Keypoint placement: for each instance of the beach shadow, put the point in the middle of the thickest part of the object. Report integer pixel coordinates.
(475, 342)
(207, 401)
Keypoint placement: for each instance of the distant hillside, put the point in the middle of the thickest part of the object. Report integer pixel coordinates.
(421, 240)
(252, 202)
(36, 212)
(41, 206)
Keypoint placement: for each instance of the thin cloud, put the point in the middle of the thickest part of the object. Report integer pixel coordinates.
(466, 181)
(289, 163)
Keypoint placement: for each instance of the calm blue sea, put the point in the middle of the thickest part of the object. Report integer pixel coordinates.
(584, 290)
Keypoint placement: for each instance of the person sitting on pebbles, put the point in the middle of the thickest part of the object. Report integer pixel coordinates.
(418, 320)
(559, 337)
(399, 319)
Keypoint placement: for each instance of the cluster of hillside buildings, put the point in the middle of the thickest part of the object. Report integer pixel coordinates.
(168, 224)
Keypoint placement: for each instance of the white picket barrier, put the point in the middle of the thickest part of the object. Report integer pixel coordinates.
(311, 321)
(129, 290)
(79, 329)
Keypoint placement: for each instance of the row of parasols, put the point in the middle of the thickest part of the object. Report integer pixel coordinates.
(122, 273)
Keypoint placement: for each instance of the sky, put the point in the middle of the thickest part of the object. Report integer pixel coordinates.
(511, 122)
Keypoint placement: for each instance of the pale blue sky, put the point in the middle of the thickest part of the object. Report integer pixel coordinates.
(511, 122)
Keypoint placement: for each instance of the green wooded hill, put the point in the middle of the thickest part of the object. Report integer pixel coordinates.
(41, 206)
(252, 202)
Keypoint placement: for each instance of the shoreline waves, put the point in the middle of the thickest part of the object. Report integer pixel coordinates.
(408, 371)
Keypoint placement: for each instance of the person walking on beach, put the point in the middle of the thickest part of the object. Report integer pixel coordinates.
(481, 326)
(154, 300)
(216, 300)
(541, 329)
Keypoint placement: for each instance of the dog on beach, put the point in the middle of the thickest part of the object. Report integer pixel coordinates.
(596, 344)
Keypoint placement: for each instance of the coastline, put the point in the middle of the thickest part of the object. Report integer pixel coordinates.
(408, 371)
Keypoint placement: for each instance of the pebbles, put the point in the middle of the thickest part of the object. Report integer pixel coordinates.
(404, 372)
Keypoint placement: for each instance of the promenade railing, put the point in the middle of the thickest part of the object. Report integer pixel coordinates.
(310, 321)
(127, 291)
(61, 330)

*WORK REQUIRED:*
Output the records above precisely.

*SOLUTION TO THE PROBLEM:*
Keypoint placement: for each instance of the beach shadow, put the point in the middle of the thickest part of the object. Report integer pixel coordinates.
(475, 342)
(207, 401)
Keypoint placement: for each instance of the distant hillside, put the point in the middle of the thickest part of the object. Report integer pixel coordinates.
(421, 240)
(252, 202)
(36, 212)
(41, 206)
Keypoint placement: for each instance of the thin cloud, put the point in the middle of the thickest part of the object. Report integer pixel coordinates.
(466, 181)
(289, 163)
Keypoint placement: for each instance of the calm blue sea, put the point in the middle of the thickest part of the object. Report integer pixel coordinates.
(584, 290)
Keypoint placement: for each instance of the person sitting on pebbles, put the point in the middle of the thickest part of the object. Report integer pixel coordinates.
(418, 320)
(559, 337)
(399, 319)
Keypoint placement: for each instance of the cluster of hillside buildings, put the point in the middle of the thickest part of the object. Report integer pixel coordinates.
(168, 224)
Keypoint placement: for each instance of the white picket barrier, put the point in the middle of the thickest part of the object. Report integer pixel coordinates.
(311, 321)
(129, 290)
(79, 329)
Keypoint placement: for each instance of the row of parasols, put the point in the middle of the thickest part of the object. Report integer pixel coordinates.
(122, 273)
Keypoint placement: for each instance of the sky, put the point in the middle of the thickest part of the object. Report integer pixel coordinates.
(511, 122)
Keypoint placement: for each instance of the pale blue sky, put the point in the middle of the thickest part of the object. Report integer pixel coordinates.
(511, 122)
Keypoint placement: for each instance of the green wooded hill, put the point in the middle of the thickest part of the object. Report integer pixel coordinates.
(41, 206)
(252, 202)
Keypoint placement: for each instance of the shoreline waves, put the point in the middle of the thickest part of the object. Report integer pixel coordinates.
(408, 371)
Keypoint placement: for each instance of the person walking on beach, put the point in the middle of the thickest part of the object. Report integer pixel coordinates.
(481, 326)
(154, 300)
(216, 300)
(541, 329)
Keypoint placement: for each instance of the dog on beach, put the point in the middle of the thickest part of the object. Report integer pixel coordinates.
(596, 344)
Keypoint placement: for each instance of the coastline, put the point in the middle of the thickest part of the object. Report integer pixel coordinates.
(408, 371)
Keypoint placement: for each instance of the pebbles, put the point in the middle of the thickest part of the object. Report integer pixel coordinates.
(404, 372)
Keypoint placement: for each instance of the promenade railing, put the point in the middle of the thickest part of the object. Report integer pixel coordinates.
(310, 321)
(127, 291)
(61, 330)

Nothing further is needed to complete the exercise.